**Извлеченный текст**
Но это столь желанное благо нужно было купить. Если стремление получить его было начиная с XIII века почти везде одинаковым, то возможности к этому, напротив, были в разных провинциях крайне различными. Достать необходимые деньги могли только те крестьяне, которые в результате продажи продуктов сделали некоторые сбережения, или же те, которые находили в пределах досягаемости заимодавцев, готовых поместить свои капиталы в деревне, особенно в форме конституирования ренты, игравшего в тогдашней экономике роль сегодняшней ипотеки, — словом, те, кто жил в такой местности, где обмен был уже сильно развит, городские рынки способны были поглотить довольно большое количество сельскохозяйственных продуктов, а Деньги и предпринимательский дух были достаточно распространены, чтобы возник класс крупных или мелких капиталистов. Со второй половины XIII столетия все эти черты оказались присущими парижскому району; вот почему серваж, бывший здесь когда-то уделом подавляющего большинства населения, полностью исчез еще до воцарения Валуа[92]. Там, где экономические условия были менее благоприятны, он сохранился гораздо дольше. В XIV веке те же самые парижские церкви, у которых не было ни одного серва. в округе этого крупного города, еще имели их в большом количестве в своих поместьях в Шампани; те же самые орлеанские монастыри, которые уже во времена Людовика Святого освободили всех своих крепостных в Бос, при Франциске I еще взимали менморт и формарьяж в своих деревнях в Солони (Sologne)[93]. Это свидетельствует о справедливости мнения, что освобождение как массовое явление вызвано не столько индивидуальным настроением того или иного сеньора, сколько условиями, присущими крупным социальным группам. В Шампани, в провинциях Центра, в герцогстве Бургундском и в соседнем графстве[94] это движение продолжалось до самой середины XVI столетия, не спеша, порой медленнее, порой быстрее (было бы очень желательно, чтобы точные исследования позволили бы когда-нибудь проследить их кривую). Ни в обеих Бургундиях[95], ни в Центре оно не достигло, впрочем, своего полного завершения.
Начиная со второй половины XVI века сеньоры, все более и более цеплявшиеся, как мы увидим, за сохранение авоих прав, особенно тех, которые (как право «мертвой руки») сулили им выгоды в виде земельных прибавлений, перестали сочувственно относиться к освобождению. Для деревень, не ставших еще свободными, получить свободу становилось все труднее. До самой революции кое-где продолжали еще существовать островки серважа, правда весьма отличавшегося от его первоначальной формы.
Но сначала кризис, а затем перемены в сеньориальном землевладении были вызваны начиная с XV века не столько уменьшением судебной власти сеньоров или ослаблением личных связей между ними и их сервами, сколько чисто экономическими причинами.

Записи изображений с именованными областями

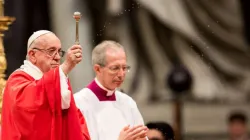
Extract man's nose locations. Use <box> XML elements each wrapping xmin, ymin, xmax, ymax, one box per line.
<box><xmin>54</xmin><ymin>52</ymin><xmax>61</xmax><ymax>60</ymax></box>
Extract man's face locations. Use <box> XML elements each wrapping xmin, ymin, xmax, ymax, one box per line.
<box><xmin>95</xmin><ymin>49</ymin><xmax>128</xmax><ymax>90</ymax></box>
<box><xmin>147</xmin><ymin>129</ymin><xmax>165</xmax><ymax>140</ymax></box>
<box><xmin>28</xmin><ymin>33</ymin><xmax>61</xmax><ymax>73</ymax></box>
<box><xmin>228</xmin><ymin>121</ymin><xmax>247</xmax><ymax>137</ymax></box>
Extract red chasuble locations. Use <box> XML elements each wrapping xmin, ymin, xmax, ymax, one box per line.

**Описание задания**
Подхватите текст об исчезновении серважа во французских провинциях и продолжите его сразу после последнего предложения. Эти данные для работы не понадобятся.

**Ответ к упражнению**
II. Кризис сеньориального землевладения
Два последних столетия средневековья повсюду в Западной и Центральной Европе были периодом бедствий для деревень и их обезлюдения; пожалуй, это была расплата за процветание XIII века. Крупные политические образования предыдущей эпохи — монархии Капетингов и Плантагенетов и в меньшей степени княжеские «земли» новой Германии, — вовлекавшиеся просто в силу своего могущества в разного рода военные авантюры, были в то время неспособны выполнять свою функцию охраны порядка, в которой заключался смысл их существования. Концентрация людей — следствие расчисток и роста населения — представляла крайне благоприятную почву для эпидемий. Англия периода войны Роз и крупных аграрных восстаний, Германия, где умножались Wüstungen (то есть покинутые в то время и никогда больше не восстанавливавшиеся деревни), представляют аналогию с Францией, еще более пострадавшей и поистине обескровленной, с Францией эпохи Столетней войны, жертвой разбойников с большой дороги, опустошенной жакериями и репрессиями еще более ужасными, чем сами восстания, с Францией, сами силы возрождения которой были поражены «великой смертностью».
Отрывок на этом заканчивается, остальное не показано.